* [Zitierter Textauszug]:
::::::::

Wien - Auch wenn sich mittlere Unternehmen, die nur in Österreich aktiv sind, im Vorjahr "geplagt" haben - insgesamt blickt die österreichische Industrie äußerst optimistisch ins kommende Jahr. Dies erklärte IV-Präsident Veit Sorger am Mittwoch in einer Jahresabschluss-Pressekonferenz. Die IV erwartet nach wie vor im auslaufenden Jahr und auch 2006 ein höheres Gesamtwirtschaftswachstum als die Wirtschaftsforscher.

Wifo und IHS hatten erst in der Vorwoche ihre Prognosen deutlich nach oben revidiert. Für heuer gehen die Wirtschaftsforscher jetzt von 1,9 Prozent Wachstum aus, für 2006 erwarten sie nun eine Steigerung des Bruttoinlandsprodukts (BIP) um 2,3 bis 2,4 Prozent. Die IV dagegen glaubt nach wie vor daran, dass 2005 "ein 2er vor dem Komma stehen wird" und geht für 2006 von 2,5 Prozent Wirtschaftswachstum aus, erklärte Chefökonom Christian Helmenstein.

Die Wachstumsfaktoren

Als Wachstumsfaktoren im neuen Jahr nannte Helmenstein unter anderem die österreichische EU-Ratspräsidentschaft, die über Tourismuseffekte 0,1 Prozent Mehrwachstum bringen werde, die Vorziehungseffekte durch die Mehrwertsteuererhöhung 2007 in Deutschland, durch die Österreich als Zulieferer etwa in der Autoindustrie mit 0,25 Prozent mehr Wirtschaftswachstum profitieren könnte, und auch positive Effekte durch Entlastungsschritte vor den Nationalratswahlen im Herbst.

Die österreichische Industrie wird im kommenden Jahr ein Konjunkturmotor bleiben. Sie wird nach Prognose der IV im kommenden Jahr um 3,5 Prozent nach heuer 3,1 Prozent wachsen. Die Zuwächse in der Industrie liegen damit weiterhin deutlichen über jenen in der Gesamtwirtschaft.

Als Erfolgsfaktor nannte Sorger vor allem die EU-Erweiterung, die in Punkto Zukäufe für Österreichs Unternehmen 2005 "eine Erfolgsstory sondergleichen" gewesen sei. Heqadquarters könnten dadurch in Österreich gehalten werden. Vor alle im Bankensektor seien die heimischen Unternehmen "jetzt ein großer Player". Dadurch würden auch Arbeitsplätze im Inland abgesichert.

Arbeitsplätze in Industrie stabil

In Summe blieb die Zahl der Arbeitsplätze in der Industrie im Vorjahr stabil. Dass die Arbeitslosigkeit in Österreich dennoch gestiegen ist, führt die IV vor allem auf den Zuzug ostdeutscher Arbeitskräfte und die wachsende Zahl der Arbeitnehmerinnen zurück.

::::::::

* [Vorliegendes Material]:
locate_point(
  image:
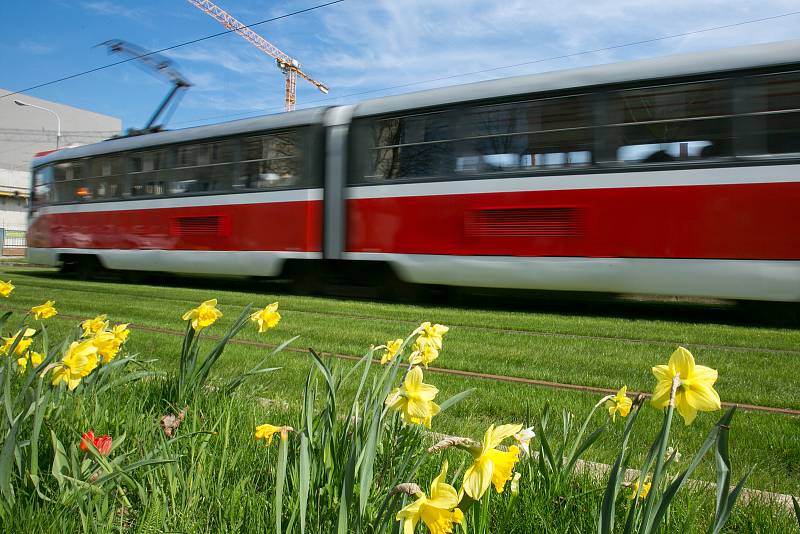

::::::::

* [Aufgabenstellung]:
Führen Sie den Bericht über die Wachstumserwartungen der österreichischen Industrie im Anschluss an seinen letzten Satz weiter.

* [Lösung]:
Die IV plädiert dennoch dafür, die Übergangsfristen im Rahmen der EU-Erweiterung für den heimischen Arbeitsmarkt so früh wie womöglich abzuschaffen. Es sei "zwar zur Kenntnis zu nehmen, dass hier vor den Wahlen nichts passieren wird", sagte IV-Generalsekretär Markus Beyrer. Eine Verlängerung über 2009 hinaus, wie von ÖVP-Klubobmann Wilhelm Molterer zuletzt angekündigt, ist ihm zufolge aber noch lange nicht fix. Eine Gefahr für den heimischen Arbeitsmarkt sieht Beyrer nicht.

Für die Betriebe, die nur in Österreich aktiv sind, verlangte Sorger am Mittwoch dagegen dringende Entlastungen. Neben der Arbeitszeitflexibilisierung forderte er vor allem eine Senkung des Spitzensteuersatzes und der lohnsummenabhängigen Steuern im Rahmen der nächsten Steuerreform sowie eine Abschaffung der Schenkungssteuer.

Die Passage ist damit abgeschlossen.